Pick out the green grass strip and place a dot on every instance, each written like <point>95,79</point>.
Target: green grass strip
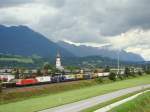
<point>35,104</point>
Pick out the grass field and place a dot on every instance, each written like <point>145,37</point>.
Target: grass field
<point>21,60</point>
<point>139,104</point>
<point>53,100</point>
<point>101,105</point>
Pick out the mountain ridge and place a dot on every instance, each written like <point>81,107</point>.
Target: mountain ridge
<point>100,51</point>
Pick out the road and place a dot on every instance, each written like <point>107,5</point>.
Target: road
<point>81,105</point>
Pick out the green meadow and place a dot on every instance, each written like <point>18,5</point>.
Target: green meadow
<point>52,100</point>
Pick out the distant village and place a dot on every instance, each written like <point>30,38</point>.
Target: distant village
<point>48,74</point>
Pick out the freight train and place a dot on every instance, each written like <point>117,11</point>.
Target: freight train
<point>52,79</point>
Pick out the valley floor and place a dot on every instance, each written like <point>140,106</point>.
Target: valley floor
<point>53,100</point>
<point>139,104</point>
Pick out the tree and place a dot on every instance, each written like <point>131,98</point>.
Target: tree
<point>112,76</point>
<point>107,69</point>
<point>39,72</point>
<point>127,72</point>
<point>140,73</point>
<point>0,87</point>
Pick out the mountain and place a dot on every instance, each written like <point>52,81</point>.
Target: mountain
<point>83,51</point>
<point>21,40</point>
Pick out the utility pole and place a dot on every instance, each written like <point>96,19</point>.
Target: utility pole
<point>118,62</point>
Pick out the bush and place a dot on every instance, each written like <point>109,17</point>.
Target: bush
<point>140,73</point>
<point>112,76</point>
<point>0,87</point>
<point>121,77</point>
<point>99,79</point>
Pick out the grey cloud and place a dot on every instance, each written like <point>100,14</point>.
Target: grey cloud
<point>10,3</point>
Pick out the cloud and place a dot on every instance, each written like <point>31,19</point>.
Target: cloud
<point>84,21</point>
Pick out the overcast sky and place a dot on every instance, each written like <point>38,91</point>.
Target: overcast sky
<point>124,24</point>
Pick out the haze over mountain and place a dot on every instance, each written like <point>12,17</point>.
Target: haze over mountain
<point>21,40</point>
<point>105,51</point>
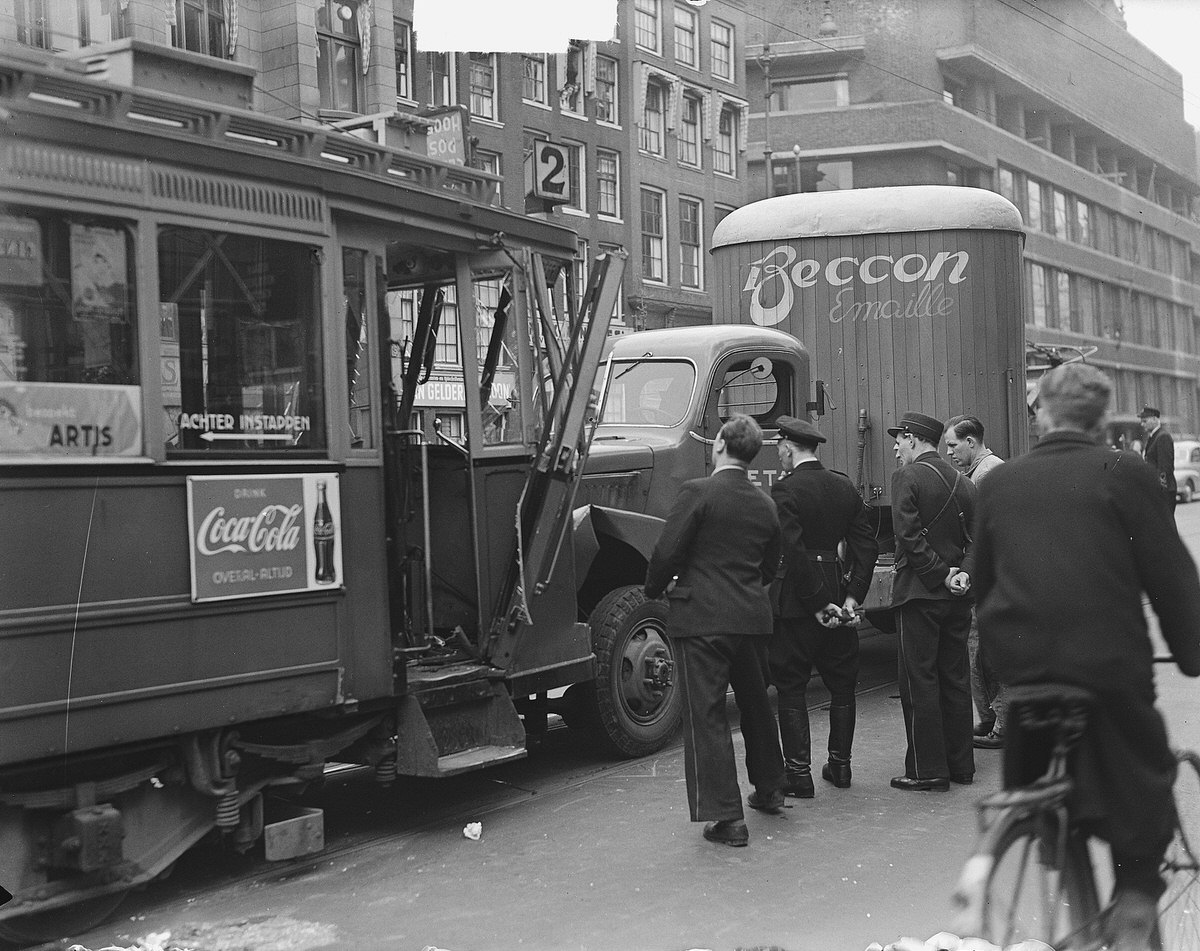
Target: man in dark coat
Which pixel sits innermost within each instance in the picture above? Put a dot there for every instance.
(819, 594)
(1159, 453)
(933, 504)
(1068, 537)
(718, 552)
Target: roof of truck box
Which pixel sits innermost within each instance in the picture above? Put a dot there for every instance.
(897, 209)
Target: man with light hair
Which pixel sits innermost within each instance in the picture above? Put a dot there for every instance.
(1067, 540)
(966, 450)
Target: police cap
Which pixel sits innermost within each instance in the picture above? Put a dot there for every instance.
(918, 424)
(799, 430)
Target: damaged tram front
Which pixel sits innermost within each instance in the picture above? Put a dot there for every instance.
(231, 555)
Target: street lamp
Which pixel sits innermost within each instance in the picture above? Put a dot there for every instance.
(765, 59)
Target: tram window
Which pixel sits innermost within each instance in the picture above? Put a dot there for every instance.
(241, 327)
(67, 336)
(358, 346)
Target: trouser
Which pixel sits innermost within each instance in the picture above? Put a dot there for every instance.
(707, 667)
(935, 689)
(797, 646)
(987, 692)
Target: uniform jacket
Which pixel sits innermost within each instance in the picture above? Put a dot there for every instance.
(928, 543)
(1159, 452)
(721, 539)
(1059, 590)
(817, 509)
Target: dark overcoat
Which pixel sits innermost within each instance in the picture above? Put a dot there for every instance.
(817, 509)
(1067, 539)
(931, 528)
(1159, 453)
(721, 539)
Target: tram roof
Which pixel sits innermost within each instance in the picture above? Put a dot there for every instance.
(895, 209)
(52, 101)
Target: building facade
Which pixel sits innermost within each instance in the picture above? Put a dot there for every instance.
(653, 124)
(1060, 109)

● ● ● ● ● ● ●

EXERCISE PROMPT:
Copy out the data above exactly, except the pictures.

RESULT FOR THIS TASK:
Pick out the green grass strip and place a dot on every instance, each written like <point>95,79</point>.
Target: green grass strip
<point>35,104</point>
Pick out the grass field and place a dot on every instance, each written like <point>145,37</point>.
Target: grass field
<point>21,60</point>
<point>139,104</point>
<point>53,100</point>
<point>101,105</point>
Pick out the mountain ridge and place a dot on every instance, each written like <point>81,107</point>.
Target: mountain ridge
<point>100,51</point>
Pick out the road and place a dot on every instance, each written like <point>107,5</point>.
Target: road
<point>81,105</point>
Pick out the green meadow and place a dot on every instance, each written like <point>18,5</point>.
Target: green meadow
<point>52,100</point>
Pick out the distant village and place a dot on every instance, each written like <point>30,38</point>.
Target: distant village
<point>48,74</point>
Pick out the freight train and place a dot on every instance, each written like <point>117,11</point>.
Target: freight train
<point>52,79</point>
Pick out the valley floor and place a dot on every instance, each written like <point>140,106</point>.
Target: valley floor
<point>53,100</point>
<point>139,104</point>
Pick out the tree and place a dot on every instance, each written like <point>131,98</point>.
Target: tree
<point>112,76</point>
<point>107,69</point>
<point>39,72</point>
<point>127,72</point>
<point>140,73</point>
<point>0,87</point>
Pick out the mountain and place a dot on every instance, each written like <point>52,81</point>.
Target: mountain
<point>83,51</point>
<point>21,40</point>
Pick out the utility pole and place a dot on every instance, each written like <point>96,19</point>.
Target: utility pole
<point>118,62</point>
Pick out the bush and place a dot on every instance, each written like <point>109,17</point>.
Target: bush
<point>140,73</point>
<point>112,76</point>
<point>0,87</point>
<point>121,77</point>
<point>99,79</point>
Pick out the grey cloud and place a dot on every instance, each written like <point>100,14</point>.
Target: grey cloud
<point>10,3</point>
Pick out the cloud and place a dot on every instance, each written like <point>31,19</point>.
Target: cloud
<point>84,21</point>
Pick out the overcast sky and place a dot on every instance, each written like <point>38,91</point>.
Target: overcast sky
<point>124,24</point>
Pick out the haze over mountain and place a dot on every instance, each written like <point>12,17</point>.
Target: haze over mountain
<point>21,40</point>
<point>105,51</point>
Target: man in dark coat
Which pixel sits innermost within each instance in the picture above? Put a dot there for every instance.
(819, 594)
(1159, 453)
(933, 504)
(1068, 537)
(718, 552)
Target: roof of truck box
Which pixel sits innermost within each instance in the picture above? Put a dot there for every instance.
(897, 209)
Target: man with light hair
Which pixel sits innermost within each instance in the picture above? Put a dot there for every instance.
(1067, 540)
(966, 450)
Target: police cap
Which pixel sits innermost within each instance in the picture above? Put a dot there for every instance.
(918, 424)
(799, 430)
Target: damaged tram front
Which pixel sits innermost within each instance in the picture above? Put a dot there for every instance.
(231, 555)
Target: street lamp
Which pixel sits innermost within each instance in the picture above? Put a dot there for every instance.
(765, 59)
Target: tram window
Which pixel sits innermost within each instance in the picture above? Put a dot there for every instance.
(241, 327)
(67, 336)
(358, 346)
Target: trouser
Which pixel sits innermost within each instance in the picture above? Put a dot there for every instance.
(707, 667)
(935, 689)
(797, 646)
(987, 692)
Target: uniform jacket
Which pixel sits innermost within each instance in the picture above? Put a dot there for every instance.
(928, 543)
(1159, 452)
(721, 539)
(1059, 590)
(817, 509)
Target: dark overcoat
Which pixel sits innermost within each instance in the picture above? Put a dot there for every instance.
(817, 509)
(1067, 539)
(931, 528)
(1159, 453)
(721, 539)
Target: tram roof
Which pixel sits innermost within each instance in the picture above? Put a dot there for every instance.
(895, 209)
(52, 101)
Target: building facade
Which pixel sits innermost within each instance in the picture above? Put a dot there for every instance.
(653, 124)
(1060, 109)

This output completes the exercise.